## Goal of the exercise
Tally the lines below that contain the string "stone". How many are there? Give only the number.

Dataset records on object locations:
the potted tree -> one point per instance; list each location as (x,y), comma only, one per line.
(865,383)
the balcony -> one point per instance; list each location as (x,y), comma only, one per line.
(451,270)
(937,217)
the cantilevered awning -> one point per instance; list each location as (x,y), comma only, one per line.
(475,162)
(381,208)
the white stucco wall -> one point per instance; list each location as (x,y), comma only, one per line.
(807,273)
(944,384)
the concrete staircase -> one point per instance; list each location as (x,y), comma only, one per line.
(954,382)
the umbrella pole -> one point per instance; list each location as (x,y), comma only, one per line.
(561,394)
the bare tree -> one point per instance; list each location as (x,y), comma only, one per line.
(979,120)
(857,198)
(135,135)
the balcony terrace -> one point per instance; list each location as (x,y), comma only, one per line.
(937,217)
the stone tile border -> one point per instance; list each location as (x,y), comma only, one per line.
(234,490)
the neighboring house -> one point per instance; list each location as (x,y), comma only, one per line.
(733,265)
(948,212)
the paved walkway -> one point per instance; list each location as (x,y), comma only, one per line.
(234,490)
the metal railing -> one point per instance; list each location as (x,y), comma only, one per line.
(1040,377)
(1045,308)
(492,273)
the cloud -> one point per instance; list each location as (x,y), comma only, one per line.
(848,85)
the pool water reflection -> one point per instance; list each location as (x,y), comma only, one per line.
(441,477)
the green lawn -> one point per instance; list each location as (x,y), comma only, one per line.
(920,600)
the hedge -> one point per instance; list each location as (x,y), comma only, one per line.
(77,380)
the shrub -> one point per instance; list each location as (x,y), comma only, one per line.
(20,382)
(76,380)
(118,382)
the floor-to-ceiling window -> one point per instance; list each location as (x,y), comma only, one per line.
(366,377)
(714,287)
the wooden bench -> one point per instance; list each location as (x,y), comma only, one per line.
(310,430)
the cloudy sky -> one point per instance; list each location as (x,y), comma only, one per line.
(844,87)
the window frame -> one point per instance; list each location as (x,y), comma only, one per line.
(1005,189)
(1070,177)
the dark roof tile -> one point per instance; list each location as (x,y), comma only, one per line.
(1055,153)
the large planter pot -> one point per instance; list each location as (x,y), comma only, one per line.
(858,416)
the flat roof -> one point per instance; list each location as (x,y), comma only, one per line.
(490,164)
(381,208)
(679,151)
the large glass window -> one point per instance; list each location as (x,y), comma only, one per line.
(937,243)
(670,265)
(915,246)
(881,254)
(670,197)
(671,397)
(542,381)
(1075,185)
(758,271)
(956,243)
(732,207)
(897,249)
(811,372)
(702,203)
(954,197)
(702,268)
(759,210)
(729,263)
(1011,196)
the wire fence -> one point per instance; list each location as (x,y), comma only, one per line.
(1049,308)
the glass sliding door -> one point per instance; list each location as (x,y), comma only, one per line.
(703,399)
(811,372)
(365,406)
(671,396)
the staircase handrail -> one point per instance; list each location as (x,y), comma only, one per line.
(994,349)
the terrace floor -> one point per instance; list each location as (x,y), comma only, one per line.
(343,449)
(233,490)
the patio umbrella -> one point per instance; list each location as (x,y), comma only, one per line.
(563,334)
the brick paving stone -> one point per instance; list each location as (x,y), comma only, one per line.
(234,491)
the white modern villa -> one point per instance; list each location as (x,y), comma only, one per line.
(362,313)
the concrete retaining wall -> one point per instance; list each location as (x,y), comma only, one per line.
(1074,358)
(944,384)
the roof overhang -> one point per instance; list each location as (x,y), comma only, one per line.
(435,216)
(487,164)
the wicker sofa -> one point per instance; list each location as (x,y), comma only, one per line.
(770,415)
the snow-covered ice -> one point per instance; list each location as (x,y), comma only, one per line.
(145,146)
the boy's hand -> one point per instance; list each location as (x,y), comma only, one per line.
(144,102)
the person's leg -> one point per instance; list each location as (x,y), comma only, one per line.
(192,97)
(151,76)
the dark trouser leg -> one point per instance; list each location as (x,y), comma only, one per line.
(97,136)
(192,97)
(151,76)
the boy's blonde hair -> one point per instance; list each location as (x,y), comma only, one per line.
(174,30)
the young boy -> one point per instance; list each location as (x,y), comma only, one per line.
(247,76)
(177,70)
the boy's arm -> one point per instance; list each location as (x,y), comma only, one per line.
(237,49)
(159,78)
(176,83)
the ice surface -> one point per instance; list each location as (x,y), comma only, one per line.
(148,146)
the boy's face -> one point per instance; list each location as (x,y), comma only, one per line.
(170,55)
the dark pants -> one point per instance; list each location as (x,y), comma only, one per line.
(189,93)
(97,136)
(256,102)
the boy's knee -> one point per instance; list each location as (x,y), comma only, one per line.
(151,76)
--
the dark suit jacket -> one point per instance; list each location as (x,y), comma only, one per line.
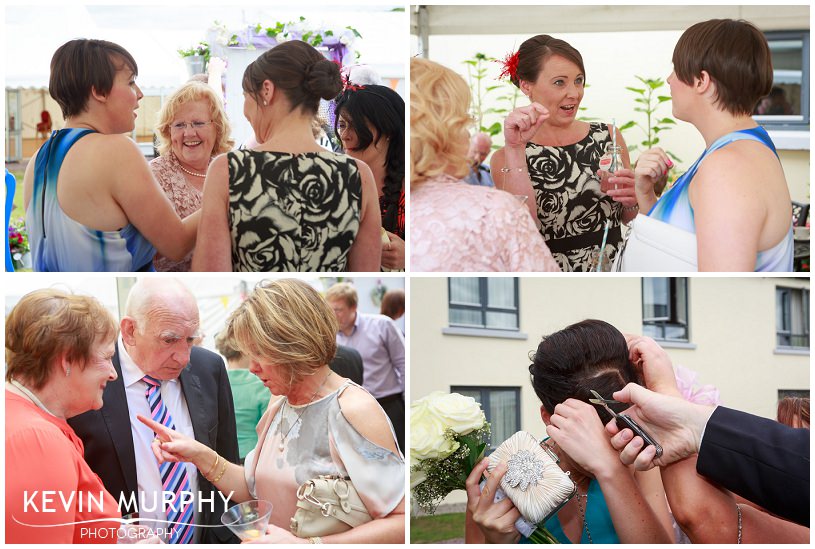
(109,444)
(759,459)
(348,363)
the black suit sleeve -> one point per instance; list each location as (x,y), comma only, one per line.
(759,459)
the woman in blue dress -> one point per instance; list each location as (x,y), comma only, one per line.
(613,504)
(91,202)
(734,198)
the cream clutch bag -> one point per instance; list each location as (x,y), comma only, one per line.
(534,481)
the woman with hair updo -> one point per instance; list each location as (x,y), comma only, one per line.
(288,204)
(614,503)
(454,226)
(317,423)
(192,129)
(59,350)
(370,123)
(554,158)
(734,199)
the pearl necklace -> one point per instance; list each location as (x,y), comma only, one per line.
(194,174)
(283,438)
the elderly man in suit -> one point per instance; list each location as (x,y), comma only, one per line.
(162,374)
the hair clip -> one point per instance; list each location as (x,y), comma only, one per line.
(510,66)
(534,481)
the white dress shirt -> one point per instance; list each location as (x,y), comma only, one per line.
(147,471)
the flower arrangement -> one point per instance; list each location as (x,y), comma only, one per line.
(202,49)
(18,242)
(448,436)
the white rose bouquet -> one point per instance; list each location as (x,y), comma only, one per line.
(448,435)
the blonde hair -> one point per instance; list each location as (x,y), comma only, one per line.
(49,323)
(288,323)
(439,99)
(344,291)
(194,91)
==
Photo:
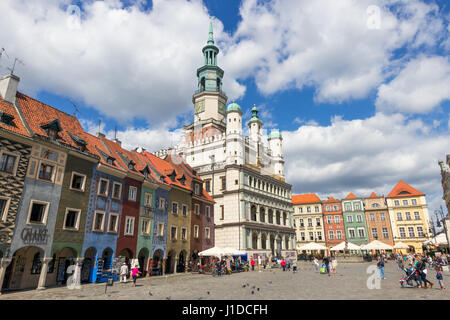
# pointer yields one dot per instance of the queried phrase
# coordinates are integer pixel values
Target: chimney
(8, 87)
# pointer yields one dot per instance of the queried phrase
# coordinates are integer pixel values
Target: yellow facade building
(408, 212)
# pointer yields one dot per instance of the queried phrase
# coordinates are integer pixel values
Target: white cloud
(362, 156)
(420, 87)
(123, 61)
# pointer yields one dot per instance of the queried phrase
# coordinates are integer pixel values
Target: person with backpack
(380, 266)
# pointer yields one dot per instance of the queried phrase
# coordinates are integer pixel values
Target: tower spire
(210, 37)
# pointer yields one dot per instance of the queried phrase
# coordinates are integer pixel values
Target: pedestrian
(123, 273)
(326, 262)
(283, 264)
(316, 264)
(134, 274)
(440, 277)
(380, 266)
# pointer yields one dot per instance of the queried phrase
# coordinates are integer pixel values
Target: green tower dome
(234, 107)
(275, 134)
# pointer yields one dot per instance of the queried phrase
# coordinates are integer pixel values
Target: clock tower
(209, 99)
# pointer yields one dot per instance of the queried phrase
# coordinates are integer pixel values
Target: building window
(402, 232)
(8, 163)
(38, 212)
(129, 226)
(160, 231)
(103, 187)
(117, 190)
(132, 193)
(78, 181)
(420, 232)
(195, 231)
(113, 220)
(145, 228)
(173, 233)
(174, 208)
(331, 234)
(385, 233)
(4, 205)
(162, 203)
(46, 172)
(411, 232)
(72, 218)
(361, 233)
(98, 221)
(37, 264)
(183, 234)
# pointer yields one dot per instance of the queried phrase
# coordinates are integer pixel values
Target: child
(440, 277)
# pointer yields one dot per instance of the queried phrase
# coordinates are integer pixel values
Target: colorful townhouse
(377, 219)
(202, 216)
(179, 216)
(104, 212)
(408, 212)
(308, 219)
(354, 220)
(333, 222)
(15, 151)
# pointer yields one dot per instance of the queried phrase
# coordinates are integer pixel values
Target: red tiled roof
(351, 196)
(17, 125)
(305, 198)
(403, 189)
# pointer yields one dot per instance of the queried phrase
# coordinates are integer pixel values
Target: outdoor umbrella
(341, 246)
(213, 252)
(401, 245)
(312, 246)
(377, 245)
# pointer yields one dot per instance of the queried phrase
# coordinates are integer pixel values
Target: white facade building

## Task result
2